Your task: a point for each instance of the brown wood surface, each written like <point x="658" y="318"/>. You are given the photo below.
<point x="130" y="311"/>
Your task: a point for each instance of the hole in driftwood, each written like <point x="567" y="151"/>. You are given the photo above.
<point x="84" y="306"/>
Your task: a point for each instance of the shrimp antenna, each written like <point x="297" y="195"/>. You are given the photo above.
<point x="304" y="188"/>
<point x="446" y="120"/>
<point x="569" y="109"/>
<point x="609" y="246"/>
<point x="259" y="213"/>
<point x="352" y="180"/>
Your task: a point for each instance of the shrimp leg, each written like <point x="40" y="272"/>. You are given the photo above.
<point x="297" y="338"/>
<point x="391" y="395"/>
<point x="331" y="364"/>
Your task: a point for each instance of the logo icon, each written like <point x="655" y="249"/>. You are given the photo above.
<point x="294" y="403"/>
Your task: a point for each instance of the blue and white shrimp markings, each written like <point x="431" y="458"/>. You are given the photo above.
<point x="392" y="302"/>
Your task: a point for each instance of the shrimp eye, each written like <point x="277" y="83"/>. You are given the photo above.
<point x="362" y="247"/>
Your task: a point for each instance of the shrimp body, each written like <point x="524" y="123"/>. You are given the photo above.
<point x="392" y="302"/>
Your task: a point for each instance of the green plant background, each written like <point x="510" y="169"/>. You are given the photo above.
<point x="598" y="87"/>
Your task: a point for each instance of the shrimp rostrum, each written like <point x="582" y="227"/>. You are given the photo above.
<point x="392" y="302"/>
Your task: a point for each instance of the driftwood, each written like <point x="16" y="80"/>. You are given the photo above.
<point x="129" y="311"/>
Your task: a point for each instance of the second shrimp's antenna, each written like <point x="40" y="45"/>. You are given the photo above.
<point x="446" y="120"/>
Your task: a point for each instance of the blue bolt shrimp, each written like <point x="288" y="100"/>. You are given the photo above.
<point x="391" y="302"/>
* * *
■ TASK GOAL: Convert the material, starting with the line containing "shrimp rostrum, each" and continuing through the final line of the material, into a Markdown table with the columns Row and Material line, omitting any blank lines.

■ ANSWER IN FULL:
| Row | Material line |
|---|---|
| 1 | Your task: a point for each instance of the shrimp rostrum, each written like <point x="582" y="227"/>. You are given the photo above. |
| 2 | <point x="392" y="302"/> |
| 3 | Your task: a point for each instance of the driftwood, each written like <point x="16" y="80"/>. You are given the photo above. |
| 4 | <point x="129" y="311"/> |
| 5 | Your task: a point for each instance of the second shrimp's antenna, each written like <point x="40" y="45"/>. You are given the photo above. |
| 6 | <point x="446" y="120"/> |
| 7 | Your task: a point for each instance of the blue bolt shrimp, each written like <point x="288" y="100"/>. You are given the photo above. |
| 8 | <point x="391" y="302"/> |